[ExI] Massive volcano beneath Antarctic ice
Damien Broderick
thespike at satx.rr.com
Tue Jan 22 19:12:14 UTC 2008
Massive volcano beneath Antarctic ice
Monday, 21 January 2008
Agençe France-Presse
PARIS: A powerful volcano erupted under the
icesheet of Antarctica around 2,000 years ago and
it might still be active today, a finding which
raises questions about ice loss from the white continent.
The explosive event rated "severe" to
"cataclysmic" on an international scale of
volcanic force punched a massive breach in the
icesheet and spat out a plume some 12 kilometres
into the sky, said British scientists behind the find.
Occasional volcanism
Most of Antarctica is seismically stable. But its
western part lies on a rift in Earth's crust that
gives rise to occasional volcanism and geothermal
heat, occurring on the Antarctic coastal margins.

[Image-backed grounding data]
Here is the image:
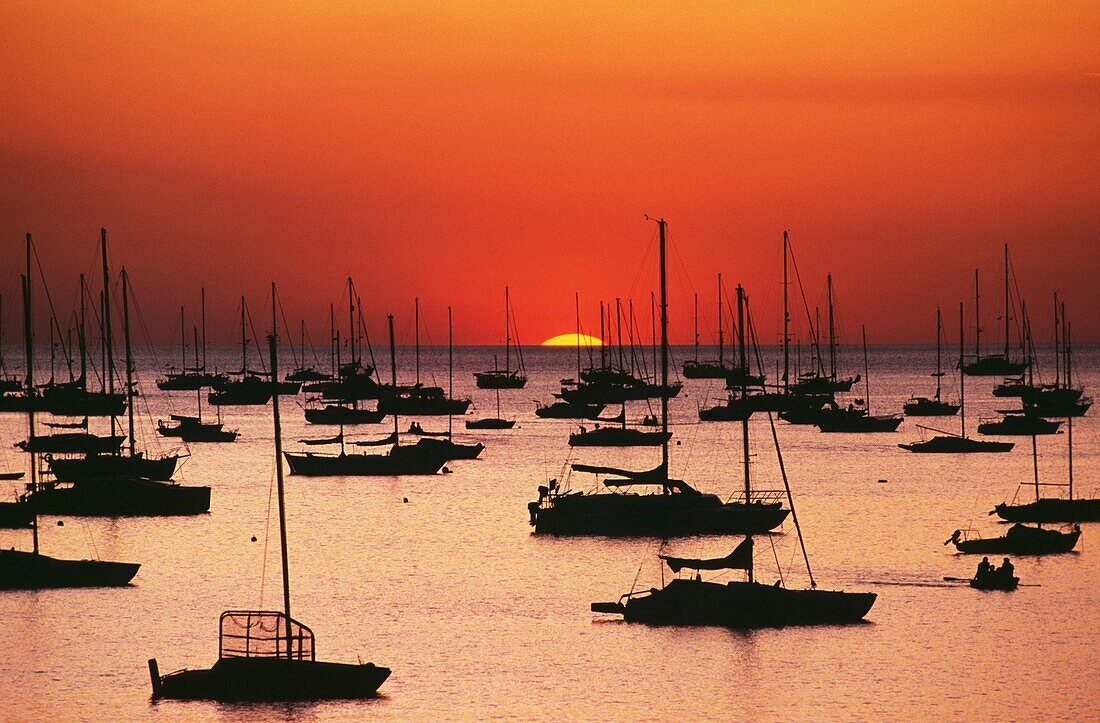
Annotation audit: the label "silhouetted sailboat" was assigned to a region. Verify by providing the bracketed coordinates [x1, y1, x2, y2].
[592, 354, 877, 628]
[207, 296, 277, 406]
[474, 286, 527, 390]
[963, 243, 1027, 376]
[528, 219, 788, 536]
[0, 270, 141, 590]
[902, 306, 959, 417]
[815, 326, 902, 434]
[898, 302, 1013, 454]
[149, 333, 389, 701]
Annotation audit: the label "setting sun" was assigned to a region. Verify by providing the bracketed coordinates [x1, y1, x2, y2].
[542, 333, 604, 347]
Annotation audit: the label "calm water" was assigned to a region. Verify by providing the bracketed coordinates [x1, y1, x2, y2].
[0, 347, 1100, 721]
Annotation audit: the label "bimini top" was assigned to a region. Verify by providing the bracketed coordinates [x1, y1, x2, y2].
[572, 463, 700, 494]
[658, 537, 752, 572]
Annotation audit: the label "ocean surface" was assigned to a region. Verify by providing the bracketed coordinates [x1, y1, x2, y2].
[0, 344, 1100, 722]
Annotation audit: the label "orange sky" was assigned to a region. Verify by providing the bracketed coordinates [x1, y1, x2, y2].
[0, 0, 1100, 343]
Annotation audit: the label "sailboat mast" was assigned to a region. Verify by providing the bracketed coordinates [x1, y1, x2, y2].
[859, 324, 871, 416]
[99, 228, 116, 435]
[695, 292, 699, 364]
[348, 276, 355, 364]
[657, 218, 669, 494]
[974, 269, 981, 359]
[783, 230, 791, 392]
[718, 274, 724, 366]
[959, 301, 977, 439]
[936, 306, 944, 402]
[447, 306, 454, 439]
[1004, 243, 1010, 361]
[386, 314, 400, 445]
[241, 294, 249, 379]
[573, 292, 585, 382]
[77, 274, 88, 388]
[199, 286, 206, 373]
[267, 332, 294, 659]
[122, 266, 136, 457]
[737, 284, 752, 582]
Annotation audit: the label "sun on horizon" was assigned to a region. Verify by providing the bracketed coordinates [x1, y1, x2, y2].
[542, 333, 604, 347]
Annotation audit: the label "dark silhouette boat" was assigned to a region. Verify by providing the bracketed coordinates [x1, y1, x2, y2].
[156, 287, 229, 392]
[40, 264, 180, 482]
[528, 220, 789, 536]
[592, 537, 877, 628]
[944, 523, 1081, 555]
[466, 371, 516, 429]
[207, 296, 277, 406]
[535, 399, 605, 419]
[284, 315, 448, 476]
[902, 306, 959, 417]
[814, 327, 902, 434]
[591, 314, 877, 628]
[0, 267, 141, 590]
[898, 302, 1014, 454]
[306, 402, 386, 427]
[149, 335, 391, 701]
[156, 414, 240, 442]
[961, 243, 1029, 376]
[474, 286, 527, 390]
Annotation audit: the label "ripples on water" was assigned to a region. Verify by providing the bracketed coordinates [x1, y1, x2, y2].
[0, 346, 1100, 721]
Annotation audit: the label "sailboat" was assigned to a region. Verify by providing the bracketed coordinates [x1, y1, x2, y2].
[591, 338, 877, 628]
[156, 287, 229, 392]
[284, 315, 455, 476]
[815, 326, 902, 432]
[0, 270, 141, 590]
[378, 298, 472, 417]
[902, 306, 959, 417]
[783, 271, 859, 394]
[466, 358, 516, 429]
[527, 219, 789, 536]
[963, 243, 1027, 376]
[898, 302, 1014, 454]
[207, 296, 286, 406]
[149, 332, 391, 701]
[989, 311, 1100, 523]
[407, 306, 484, 461]
[474, 286, 527, 390]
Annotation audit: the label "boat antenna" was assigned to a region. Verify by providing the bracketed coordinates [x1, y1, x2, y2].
[386, 314, 402, 447]
[959, 301, 978, 439]
[267, 330, 294, 659]
[745, 296, 817, 588]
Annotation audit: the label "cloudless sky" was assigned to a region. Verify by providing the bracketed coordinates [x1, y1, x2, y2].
[0, 0, 1100, 344]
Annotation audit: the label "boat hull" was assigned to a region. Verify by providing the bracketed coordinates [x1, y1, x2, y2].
[151, 658, 389, 701]
[898, 437, 1015, 454]
[623, 579, 877, 628]
[0, 550, 141, 590]
[48, 453, 179, 482]
[30, 480, 210, 517]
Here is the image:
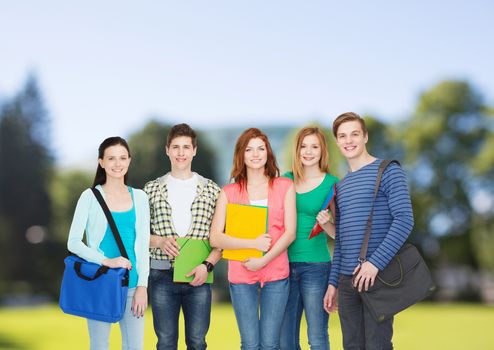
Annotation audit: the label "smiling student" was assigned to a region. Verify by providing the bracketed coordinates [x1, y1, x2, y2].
[211, 128, 296, 350]
[144, 124, 221, 350]
[280, 127, 338, 350]
[67, 137, 149, 350]
[324, 112, 413, 350]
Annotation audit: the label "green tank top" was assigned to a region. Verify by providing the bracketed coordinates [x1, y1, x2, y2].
[283, 172, 338, 262]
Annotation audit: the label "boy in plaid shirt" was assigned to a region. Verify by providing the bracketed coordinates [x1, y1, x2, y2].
[144, 124, 221, 350]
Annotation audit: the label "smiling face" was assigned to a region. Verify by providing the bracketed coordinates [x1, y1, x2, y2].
[98, 145, 130, 178]
[166, 136, 197, 170]
[244, 137, 268, 169]
[336, 120, 368, 159]
[299, 134, 321, 167]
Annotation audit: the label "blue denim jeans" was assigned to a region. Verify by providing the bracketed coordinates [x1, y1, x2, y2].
[338, 276, 393, 350]
[230, 278, 289, 350]
[280, 262, 331, 350]
[87, 288, 144, 350]
[149, 269, 211, 350]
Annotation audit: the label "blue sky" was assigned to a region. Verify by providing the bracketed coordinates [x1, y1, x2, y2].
[0, 0, 494, 165]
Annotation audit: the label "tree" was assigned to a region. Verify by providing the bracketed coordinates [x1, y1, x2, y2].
[402, 81, 494, 266]
[0, 75, 53, 298]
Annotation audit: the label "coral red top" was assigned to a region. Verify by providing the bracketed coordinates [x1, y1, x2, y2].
[223, 177, 292, 286]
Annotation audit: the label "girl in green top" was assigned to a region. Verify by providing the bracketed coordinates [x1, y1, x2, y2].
[280, 127, 338, 350]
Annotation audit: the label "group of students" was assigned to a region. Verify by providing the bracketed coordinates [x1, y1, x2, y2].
[68, 112, 413, 350]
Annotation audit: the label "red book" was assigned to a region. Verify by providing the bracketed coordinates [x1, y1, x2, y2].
[309, 185, 336, 239]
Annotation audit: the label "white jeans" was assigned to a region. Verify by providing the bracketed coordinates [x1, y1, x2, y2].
[87, 288, 144, 350]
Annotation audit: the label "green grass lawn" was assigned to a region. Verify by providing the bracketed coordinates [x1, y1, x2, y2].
[0, 304, 494, 350]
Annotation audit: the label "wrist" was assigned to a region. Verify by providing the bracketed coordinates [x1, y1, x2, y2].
[201, 260, 214, 273]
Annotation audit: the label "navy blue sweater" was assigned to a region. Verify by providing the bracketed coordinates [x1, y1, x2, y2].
[329, 159, 413, 287]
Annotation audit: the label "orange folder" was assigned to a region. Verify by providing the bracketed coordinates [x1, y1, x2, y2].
[223, 203, 268, 261]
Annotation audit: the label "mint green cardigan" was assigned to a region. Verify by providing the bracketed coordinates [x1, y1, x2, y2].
[67, 185, 150, 287]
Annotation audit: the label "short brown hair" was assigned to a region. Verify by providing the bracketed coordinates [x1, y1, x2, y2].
[333, 112, 367, 137]
[166, 123, 197, 148]
[230, 128, 280, 187]
[292, 126, 329, 182]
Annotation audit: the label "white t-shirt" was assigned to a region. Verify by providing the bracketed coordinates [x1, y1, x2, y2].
[166, 174, 198, 237]
[249, 198, 268, 207]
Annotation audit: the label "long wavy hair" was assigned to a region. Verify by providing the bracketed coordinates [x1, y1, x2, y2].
[93, 136, 130, 187]
[230, 128, 280, 188]
[292, 126, 329, 182]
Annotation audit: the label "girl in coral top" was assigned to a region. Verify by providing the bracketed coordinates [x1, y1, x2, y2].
[210, 128, 297, 350]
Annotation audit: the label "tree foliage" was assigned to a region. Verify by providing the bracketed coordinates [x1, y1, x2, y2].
[402, 81, 494, 264]
[0, 76, 53, 298]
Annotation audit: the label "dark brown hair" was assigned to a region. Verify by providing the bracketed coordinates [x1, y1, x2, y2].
[166, 123, 197, 148]
[93, 136, 130, 187]
[333, 112, 367, 137]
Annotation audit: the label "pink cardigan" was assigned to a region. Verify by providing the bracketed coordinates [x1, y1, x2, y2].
[223, 177, 292, 286]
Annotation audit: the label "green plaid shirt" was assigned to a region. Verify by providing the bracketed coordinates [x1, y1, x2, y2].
[144, 173, 221, 260]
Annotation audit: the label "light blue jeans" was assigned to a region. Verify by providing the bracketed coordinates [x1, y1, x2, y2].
[87, 288, 144, 350]
[280, 262, 331, 350]
[230, 278, 289, 350]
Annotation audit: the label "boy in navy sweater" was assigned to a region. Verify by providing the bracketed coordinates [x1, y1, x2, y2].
[324, 112, 413, 350]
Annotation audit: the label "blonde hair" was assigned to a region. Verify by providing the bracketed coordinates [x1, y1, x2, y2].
[292, 126, 329, 182]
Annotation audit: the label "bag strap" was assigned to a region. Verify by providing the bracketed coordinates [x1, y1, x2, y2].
[358, 159, 400, 264]
[91, 187, 129, 259]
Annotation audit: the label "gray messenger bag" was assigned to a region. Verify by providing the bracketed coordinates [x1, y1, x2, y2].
[359, 160, 436, 322]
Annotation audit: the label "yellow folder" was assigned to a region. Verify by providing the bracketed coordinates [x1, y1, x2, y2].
[223, 203, 268, 261]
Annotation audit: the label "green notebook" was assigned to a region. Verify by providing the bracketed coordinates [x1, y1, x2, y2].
[173, 237, 214, 283]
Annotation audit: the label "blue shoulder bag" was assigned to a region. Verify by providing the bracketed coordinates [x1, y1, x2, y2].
[60, 188, 129, 322]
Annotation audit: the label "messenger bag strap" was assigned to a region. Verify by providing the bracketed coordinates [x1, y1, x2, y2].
[358, 159, 400, 264]
[91, 187, 129, 259]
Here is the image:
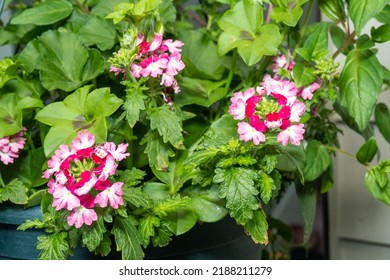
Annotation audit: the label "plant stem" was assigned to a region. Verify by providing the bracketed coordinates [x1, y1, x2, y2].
[0, 171, 5, 188]
[293, 0, 314, 58]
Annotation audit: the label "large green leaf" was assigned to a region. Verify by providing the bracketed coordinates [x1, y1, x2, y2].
[218, 0, 283, 66]
[348, 0, 389, 35]
[112, 216, 144, 260]
[175, 77, 226, 107]
[375, 103, 390, 143]
[296, 183, 317, 245]
[303, 140, 331, 182]
[185, 185, 228, 223]
[213, 167, 259, 225]
[340, 49, 383, 131]
[149, 106, 184, 148]
[29, 30, 105, 91]
[79, 16, 117, 51]
[11, 0, 73, 25]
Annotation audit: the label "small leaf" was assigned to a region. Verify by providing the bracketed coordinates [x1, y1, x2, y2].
[0, 178, 28, 205]
[112, 216, 144, 260]
[348, 0, 388, 35]
[123, 92, 146, 127]
[149, 106, 184, 148]
[375, 103, 390, 143]
[296, 183, 317, 246]
[141, 131, 175, 171]
[213, 167, 259, 225]
[123, 185, 153, 209]
[11, 0, 73, 25]
[356, 137, 378, 164]
[303, 140, 331, 182]
[138, 215, 160, 247]
[244, 209, 268, 245]
[37, 232, 69, 260]
[82, 217, 106, 252]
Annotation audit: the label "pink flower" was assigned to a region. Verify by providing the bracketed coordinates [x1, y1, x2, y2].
[71, 130, 95, 150]
[165, 52, 185, 76]
[237, 122, 265, 145]
[43, 130, 130, 228]
[131, 63, 143, 78]
[53, 184, 80, 211]
[301, 83, 321, 100]
[103, 142, 130, 161]
[276, 124, 305, 146]
[67, 206, 97, 228]
[290, 100, 306, 122]
[95, 182, 123, 209]
[162, 39, 184, 53]
[140, 55, 168, 78]
[149, 34, 162, 52]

- _COMPLETE THE FOLLOWING_
(a) Could you reproduce verbatim the part of the Antarctic volcano article starting at "The explosive event" and ending at "Antarctic coastal margins."?
(b) How would you summarize the Antarctic volcano article in two sentences?
(c) Can you extend the Antarctic volcano article from the point where it stops?

- _ACTIVITY ANSWERS_
(a)
The explosive event rated "severe" to
"cataclysmic" on an international scale of
volcanic force punched a massive breach in the
icesheet and spat out a plume some 12 kilometres
into the sky, said British scientists behind the find.
Occasional volcanism
Most of Antarctica is seismically stable. But its
western part lies on a rift in Earth's crust that
gives rise to occasional volcanism and geothermal
heat, occurring on the Antarctic coastal margins.

(b) British scientists found that a powerful volcano erupted beneath the Antarctic icesheet about 2,000 years ago, in an event rated "severe" to "cataclysmic" that breached the ice and sent a plume some 12 kilometers into the sky. The volcano may still be active, which raises questions about ice loss, and although most of Antarctica is seismically stable, its western part lies on a rift in Earth's crust that gives rise to occasional volcanism and geothermal heat.

(c)
This is the first evidence for an eruption under
the ice sheet itself a slab of frozen water,
hundreds of metres thick in places, that holds
most of the world's stock of fresh water.
Reporting in the journal Nature Geoscience this
week, the investigators from the British
Antarctic Survey (BAS), In Cambridge, England,
describe the finding as "unique."
It extends the range of known volcanism in
Antarctica by some 500 km and raises the question
whether this or other sub-glacial volcanoes may
have melted so much ice that global sea levels were affected, they said.
The volcano, located in the Hudson Mountains,
blew around 207 BC, give or take 240 years, according to their paper.
Anomalous radar readings
Evidence for this comes from a British-American
airborne geophysical survey completed between
2004 and 2005. This used radar to delve deep
under the ice sheet to map the terrain beneath.
The team spotted anomalous radar reflections over
23,000 square kilometres - an area bigger than Wales.
They interpret this signal as being a thick layer
of ash, rock and glass, formed from fused silica,
that the volcano spewed out in its fury.
The amount of material 0.31 cubic kilometres
indicates an eruption of between three and four
on a yardstick called the Volcanic Explosive Index (VEI).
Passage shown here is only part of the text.